EXERCISE DETAILS:
Write out, please, the line containing "[spot] the short black" together with all lines after it, up to and including the last one, with no other output.

ENTRIES:
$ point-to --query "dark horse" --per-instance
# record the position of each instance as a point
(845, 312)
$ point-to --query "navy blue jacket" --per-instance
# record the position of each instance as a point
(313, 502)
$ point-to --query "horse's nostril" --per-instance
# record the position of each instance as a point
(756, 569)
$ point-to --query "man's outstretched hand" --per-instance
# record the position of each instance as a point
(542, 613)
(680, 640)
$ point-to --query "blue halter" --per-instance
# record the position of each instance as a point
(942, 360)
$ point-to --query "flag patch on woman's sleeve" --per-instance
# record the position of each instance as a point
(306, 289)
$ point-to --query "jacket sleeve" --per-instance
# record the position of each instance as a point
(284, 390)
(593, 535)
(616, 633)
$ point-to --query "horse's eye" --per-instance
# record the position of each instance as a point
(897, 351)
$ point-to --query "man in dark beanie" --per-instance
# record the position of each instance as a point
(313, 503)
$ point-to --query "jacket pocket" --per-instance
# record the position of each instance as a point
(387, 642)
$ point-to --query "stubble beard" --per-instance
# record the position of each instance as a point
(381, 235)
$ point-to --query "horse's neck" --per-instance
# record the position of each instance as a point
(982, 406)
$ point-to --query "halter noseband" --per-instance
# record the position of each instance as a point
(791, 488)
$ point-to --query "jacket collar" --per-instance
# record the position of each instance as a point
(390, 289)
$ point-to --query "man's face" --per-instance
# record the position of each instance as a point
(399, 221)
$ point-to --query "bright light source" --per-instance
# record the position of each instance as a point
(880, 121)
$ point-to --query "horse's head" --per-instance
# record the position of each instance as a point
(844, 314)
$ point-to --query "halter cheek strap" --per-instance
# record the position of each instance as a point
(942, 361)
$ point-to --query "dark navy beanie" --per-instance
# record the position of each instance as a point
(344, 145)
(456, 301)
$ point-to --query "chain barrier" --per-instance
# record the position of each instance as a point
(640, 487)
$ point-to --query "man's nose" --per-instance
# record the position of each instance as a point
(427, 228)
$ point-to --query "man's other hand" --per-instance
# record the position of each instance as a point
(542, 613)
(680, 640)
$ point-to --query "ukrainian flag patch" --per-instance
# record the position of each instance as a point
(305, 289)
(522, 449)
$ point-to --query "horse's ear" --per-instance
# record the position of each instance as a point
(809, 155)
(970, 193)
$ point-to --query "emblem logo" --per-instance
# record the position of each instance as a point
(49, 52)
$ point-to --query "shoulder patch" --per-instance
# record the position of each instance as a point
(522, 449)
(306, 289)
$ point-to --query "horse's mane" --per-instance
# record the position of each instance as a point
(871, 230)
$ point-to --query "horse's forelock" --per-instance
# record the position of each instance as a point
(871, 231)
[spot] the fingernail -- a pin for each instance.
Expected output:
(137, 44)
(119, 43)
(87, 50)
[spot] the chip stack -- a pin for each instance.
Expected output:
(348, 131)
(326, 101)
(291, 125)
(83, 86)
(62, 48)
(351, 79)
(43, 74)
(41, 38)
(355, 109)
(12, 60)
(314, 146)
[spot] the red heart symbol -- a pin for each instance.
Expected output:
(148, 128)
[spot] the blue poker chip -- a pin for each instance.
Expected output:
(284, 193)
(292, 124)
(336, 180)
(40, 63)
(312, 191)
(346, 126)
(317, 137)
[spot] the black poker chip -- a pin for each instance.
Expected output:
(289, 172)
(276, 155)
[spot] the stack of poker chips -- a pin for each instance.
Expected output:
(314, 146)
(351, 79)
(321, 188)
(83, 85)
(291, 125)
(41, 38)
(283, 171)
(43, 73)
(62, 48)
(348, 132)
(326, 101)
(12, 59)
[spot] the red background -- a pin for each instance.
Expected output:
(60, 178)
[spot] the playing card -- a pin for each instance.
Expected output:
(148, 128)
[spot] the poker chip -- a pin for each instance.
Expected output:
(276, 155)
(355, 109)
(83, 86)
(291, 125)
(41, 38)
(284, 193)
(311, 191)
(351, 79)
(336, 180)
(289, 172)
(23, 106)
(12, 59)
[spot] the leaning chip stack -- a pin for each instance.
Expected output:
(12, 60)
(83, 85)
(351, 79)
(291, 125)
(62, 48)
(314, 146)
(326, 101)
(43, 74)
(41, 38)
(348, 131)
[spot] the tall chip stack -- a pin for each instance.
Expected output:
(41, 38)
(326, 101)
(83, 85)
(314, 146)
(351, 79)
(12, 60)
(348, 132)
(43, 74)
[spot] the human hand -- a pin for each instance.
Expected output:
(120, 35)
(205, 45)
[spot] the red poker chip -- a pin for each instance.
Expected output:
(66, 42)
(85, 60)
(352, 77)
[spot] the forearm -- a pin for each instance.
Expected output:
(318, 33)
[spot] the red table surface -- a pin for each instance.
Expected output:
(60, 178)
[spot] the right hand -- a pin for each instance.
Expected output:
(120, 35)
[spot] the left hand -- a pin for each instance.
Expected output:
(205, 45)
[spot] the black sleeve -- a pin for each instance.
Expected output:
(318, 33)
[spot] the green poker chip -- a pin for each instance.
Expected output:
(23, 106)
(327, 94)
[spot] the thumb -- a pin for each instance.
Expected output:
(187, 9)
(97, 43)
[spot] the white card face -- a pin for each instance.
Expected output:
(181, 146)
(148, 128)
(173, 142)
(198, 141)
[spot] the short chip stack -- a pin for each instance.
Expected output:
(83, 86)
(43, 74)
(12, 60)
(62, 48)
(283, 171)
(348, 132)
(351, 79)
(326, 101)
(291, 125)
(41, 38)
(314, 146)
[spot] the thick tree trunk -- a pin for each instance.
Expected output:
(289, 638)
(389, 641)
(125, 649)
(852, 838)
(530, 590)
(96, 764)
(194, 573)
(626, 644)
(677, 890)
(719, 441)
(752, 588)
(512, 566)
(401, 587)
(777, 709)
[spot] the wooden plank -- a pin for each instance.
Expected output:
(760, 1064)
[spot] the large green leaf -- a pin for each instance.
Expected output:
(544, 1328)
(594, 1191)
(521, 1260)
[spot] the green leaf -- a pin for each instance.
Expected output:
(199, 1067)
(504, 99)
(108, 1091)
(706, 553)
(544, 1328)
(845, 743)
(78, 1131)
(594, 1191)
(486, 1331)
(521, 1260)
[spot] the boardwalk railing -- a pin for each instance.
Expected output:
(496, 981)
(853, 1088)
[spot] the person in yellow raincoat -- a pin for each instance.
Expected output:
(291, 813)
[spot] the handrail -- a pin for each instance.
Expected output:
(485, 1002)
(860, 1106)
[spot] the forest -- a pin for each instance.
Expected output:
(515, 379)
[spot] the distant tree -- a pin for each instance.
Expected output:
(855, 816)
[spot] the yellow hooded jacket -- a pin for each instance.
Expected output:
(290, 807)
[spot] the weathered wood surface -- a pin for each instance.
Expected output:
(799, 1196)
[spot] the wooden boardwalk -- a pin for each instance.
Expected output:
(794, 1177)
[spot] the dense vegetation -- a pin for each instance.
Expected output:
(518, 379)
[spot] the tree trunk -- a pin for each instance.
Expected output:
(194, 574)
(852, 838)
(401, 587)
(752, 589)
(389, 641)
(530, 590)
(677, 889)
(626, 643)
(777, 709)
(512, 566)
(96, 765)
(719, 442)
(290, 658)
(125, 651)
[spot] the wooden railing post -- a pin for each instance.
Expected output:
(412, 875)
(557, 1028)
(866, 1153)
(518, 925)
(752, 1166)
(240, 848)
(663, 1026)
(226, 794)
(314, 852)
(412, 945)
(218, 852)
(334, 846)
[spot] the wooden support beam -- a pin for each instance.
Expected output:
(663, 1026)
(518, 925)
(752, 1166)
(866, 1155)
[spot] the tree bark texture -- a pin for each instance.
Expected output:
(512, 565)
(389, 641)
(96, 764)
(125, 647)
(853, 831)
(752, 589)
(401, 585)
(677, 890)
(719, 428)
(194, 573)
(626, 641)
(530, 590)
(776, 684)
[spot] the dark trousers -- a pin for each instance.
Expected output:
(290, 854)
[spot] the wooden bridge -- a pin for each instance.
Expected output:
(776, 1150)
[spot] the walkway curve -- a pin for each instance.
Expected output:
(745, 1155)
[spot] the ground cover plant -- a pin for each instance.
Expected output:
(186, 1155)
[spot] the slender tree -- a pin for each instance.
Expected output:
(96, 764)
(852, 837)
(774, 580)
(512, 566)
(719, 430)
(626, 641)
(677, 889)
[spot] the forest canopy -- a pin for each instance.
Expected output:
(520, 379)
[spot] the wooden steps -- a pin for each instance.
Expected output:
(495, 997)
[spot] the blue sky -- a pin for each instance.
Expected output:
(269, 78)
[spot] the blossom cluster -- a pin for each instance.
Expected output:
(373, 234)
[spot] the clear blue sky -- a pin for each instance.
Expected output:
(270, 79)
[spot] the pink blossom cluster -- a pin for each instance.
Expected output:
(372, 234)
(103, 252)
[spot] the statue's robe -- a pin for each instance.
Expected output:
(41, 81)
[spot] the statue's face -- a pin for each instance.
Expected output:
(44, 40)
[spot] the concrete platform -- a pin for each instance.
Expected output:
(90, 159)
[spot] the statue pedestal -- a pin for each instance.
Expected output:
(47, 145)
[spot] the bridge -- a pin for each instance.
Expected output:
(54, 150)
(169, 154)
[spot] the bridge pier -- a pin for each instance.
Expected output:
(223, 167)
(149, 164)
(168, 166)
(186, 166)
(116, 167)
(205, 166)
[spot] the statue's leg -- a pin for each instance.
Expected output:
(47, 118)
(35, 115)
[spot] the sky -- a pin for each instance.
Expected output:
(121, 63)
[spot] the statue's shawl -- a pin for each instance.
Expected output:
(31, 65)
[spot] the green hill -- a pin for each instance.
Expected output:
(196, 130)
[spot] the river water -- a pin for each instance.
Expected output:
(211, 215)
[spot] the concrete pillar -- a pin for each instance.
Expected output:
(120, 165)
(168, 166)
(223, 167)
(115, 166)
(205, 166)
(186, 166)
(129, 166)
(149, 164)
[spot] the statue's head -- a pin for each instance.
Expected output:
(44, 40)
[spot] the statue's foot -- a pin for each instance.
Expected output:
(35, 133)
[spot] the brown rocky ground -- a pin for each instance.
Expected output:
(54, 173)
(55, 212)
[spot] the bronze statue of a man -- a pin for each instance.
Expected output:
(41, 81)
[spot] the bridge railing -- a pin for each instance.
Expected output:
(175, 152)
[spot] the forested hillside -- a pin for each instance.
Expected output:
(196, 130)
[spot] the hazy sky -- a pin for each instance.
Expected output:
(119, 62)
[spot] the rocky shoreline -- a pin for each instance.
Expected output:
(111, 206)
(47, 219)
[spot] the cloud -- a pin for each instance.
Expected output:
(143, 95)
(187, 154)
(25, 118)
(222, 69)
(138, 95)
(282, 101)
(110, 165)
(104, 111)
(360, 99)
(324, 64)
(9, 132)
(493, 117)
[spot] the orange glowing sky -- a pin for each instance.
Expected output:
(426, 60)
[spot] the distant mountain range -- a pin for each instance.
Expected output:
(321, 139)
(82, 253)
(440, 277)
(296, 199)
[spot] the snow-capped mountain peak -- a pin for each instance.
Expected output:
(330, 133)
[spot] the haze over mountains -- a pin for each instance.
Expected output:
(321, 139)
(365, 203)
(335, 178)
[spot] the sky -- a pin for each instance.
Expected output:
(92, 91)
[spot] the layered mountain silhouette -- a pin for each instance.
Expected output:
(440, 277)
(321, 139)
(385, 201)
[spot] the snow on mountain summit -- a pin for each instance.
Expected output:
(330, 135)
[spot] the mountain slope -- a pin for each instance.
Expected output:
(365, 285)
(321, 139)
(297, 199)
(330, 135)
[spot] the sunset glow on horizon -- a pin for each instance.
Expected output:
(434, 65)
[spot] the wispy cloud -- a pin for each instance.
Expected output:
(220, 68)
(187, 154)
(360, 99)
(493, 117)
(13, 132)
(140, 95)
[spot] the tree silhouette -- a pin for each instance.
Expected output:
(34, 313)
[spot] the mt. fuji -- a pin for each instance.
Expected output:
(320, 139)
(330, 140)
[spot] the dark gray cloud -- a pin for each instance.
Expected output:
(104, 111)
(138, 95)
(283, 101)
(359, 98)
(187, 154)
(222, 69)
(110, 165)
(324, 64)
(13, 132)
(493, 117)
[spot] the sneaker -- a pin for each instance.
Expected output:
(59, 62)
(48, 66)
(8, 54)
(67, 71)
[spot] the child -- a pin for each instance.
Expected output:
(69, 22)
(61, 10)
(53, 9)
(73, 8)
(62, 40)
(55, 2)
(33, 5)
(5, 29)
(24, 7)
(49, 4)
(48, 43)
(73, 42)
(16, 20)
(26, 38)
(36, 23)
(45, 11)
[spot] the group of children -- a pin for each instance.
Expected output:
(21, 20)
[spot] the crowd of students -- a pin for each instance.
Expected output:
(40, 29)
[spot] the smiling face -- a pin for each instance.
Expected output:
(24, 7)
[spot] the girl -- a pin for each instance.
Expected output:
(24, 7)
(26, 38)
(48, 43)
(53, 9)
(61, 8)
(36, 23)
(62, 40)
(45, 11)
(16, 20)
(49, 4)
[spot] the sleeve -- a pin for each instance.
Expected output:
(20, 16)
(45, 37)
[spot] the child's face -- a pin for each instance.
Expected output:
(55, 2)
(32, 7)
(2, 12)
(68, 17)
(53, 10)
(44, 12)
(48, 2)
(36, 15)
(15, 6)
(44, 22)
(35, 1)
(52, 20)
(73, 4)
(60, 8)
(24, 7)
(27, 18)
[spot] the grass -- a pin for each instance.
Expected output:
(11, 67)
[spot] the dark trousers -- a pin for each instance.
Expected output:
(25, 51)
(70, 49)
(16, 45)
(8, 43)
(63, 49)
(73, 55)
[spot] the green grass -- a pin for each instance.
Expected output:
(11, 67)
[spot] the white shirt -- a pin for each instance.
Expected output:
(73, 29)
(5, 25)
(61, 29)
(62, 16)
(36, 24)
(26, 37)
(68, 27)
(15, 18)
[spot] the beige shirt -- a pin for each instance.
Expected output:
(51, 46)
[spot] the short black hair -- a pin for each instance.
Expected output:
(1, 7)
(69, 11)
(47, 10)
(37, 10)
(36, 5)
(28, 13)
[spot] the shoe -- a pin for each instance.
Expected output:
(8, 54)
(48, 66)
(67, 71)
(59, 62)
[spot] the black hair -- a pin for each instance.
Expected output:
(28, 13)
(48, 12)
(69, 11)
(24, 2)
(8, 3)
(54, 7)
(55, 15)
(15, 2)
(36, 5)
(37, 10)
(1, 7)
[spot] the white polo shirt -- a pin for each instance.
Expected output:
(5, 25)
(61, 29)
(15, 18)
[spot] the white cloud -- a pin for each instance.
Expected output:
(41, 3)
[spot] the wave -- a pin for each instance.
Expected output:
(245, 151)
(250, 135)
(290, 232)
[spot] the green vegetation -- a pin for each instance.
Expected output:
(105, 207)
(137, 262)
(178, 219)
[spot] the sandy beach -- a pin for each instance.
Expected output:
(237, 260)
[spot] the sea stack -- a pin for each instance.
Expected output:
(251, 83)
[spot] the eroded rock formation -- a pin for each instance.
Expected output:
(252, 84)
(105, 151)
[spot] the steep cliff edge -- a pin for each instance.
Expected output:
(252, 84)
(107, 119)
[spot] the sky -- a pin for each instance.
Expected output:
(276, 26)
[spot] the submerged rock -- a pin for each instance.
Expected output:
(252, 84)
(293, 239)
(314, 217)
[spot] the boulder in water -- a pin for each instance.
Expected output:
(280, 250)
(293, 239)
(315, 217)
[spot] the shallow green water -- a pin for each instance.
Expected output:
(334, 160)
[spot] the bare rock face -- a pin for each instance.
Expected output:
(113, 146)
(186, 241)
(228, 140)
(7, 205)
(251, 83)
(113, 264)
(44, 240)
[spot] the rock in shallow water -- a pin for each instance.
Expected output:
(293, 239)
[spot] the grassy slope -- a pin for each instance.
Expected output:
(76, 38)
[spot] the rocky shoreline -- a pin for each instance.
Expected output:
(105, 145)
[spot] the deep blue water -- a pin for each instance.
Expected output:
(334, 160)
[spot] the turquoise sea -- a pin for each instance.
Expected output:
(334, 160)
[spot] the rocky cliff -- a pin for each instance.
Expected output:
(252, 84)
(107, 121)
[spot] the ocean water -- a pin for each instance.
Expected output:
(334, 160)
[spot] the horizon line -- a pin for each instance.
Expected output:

SOLUTION TO THIS PROBLEM:
[spot] the short black hair -- a pin for each instance.
Expected output:
(1, 7)
(69, 11)
(47, 10)
(37, 10)
(36, 5)
(28, 13)
[spot] the shoe -- a pin for each instance.
Expected output:
(8, 54)
(48, 66)
(67, 71)
(59, 62)
[spot] the black hair -- a pin for each instance.
Expected output:
(28, 13)
(48, 12)
(69, 11)
(24, 2)
(8, 3)
(54, 7)
(55, 15)
(15, 2)
(36, 5)
(37, 10)
(1, 7)
[spot] the white polo shirt -- a pin for each instance.
Expected output:
(5, 25)
(61, 29)
(15, 18)
[spot] the white cloud -- a pin for each instance.
Expected output:
(41, 3)
[spot] the wave -- a pin for each instance.
Expected output:
(245, 151)
(250, 135)
(290, 232)
[spot] the green vegetation -- a pin for each instance.
Expected output:
(105, 207)
(137, 262)
(178, 219)
[spot] the sandy beach -- a pin for each instance.
Expected output:
(237, 260)
[spot] the sea stack -- a pin for each instance.
Expected output:
(251, 83)
[spot] the eroded rock formation -- a pin for each instance.
Expected output:
(252, 84)
(105, 151)
[spot] the steep cliff edge -- a pin for each instance.
Expected output:
(252, 84)
(107, 119)
[spot] the sky -- a pin for each instance.
Expected output:
(276, 26)
[spot] the submerged rock -- a pin for each instance.
Expected output:
(252, 84)
(293, 239)
(314, 217)
[spot] the boulder in water -- a pin for each instance.
Expected output:
(280, 250)
(293, 239)
(315, 217)
[spot] the shallow green water -- a pin for each instance.
Expected output:
(334, 160)
[spot] the bare rock face -- a pin for each instance.
Expected output:
(113, 146)
(186, 241)
(228, 140)
(7, 205)
(251, 83)
(113, 264)
(44, 240)
[spot] the rock in shallow water -- a pin for each instance.
Expected output:
(293, 239)
[spot] the grassy slope -- a pin for each instance.
Expected output:
(76, 38)
[spot] the rocky shoreline -- a pin for each instance.
Expected output:
(105, 145)
[spot] the deep blue water -- a pin for each instance.
Expected output:
(334, 160)
[spot] the turquoise sea -- a pin for each instance.
Expected output:
(334, 160)
[spot] the rocky cliff -- a pin for each instance.
Expected output:
(252, 84)
(107, 121)
[spot] the ocean water -- a pin for each instance.
Expected output:
(334, 160)
[spot] the horizon line -- a pin for each instance.
Expected output:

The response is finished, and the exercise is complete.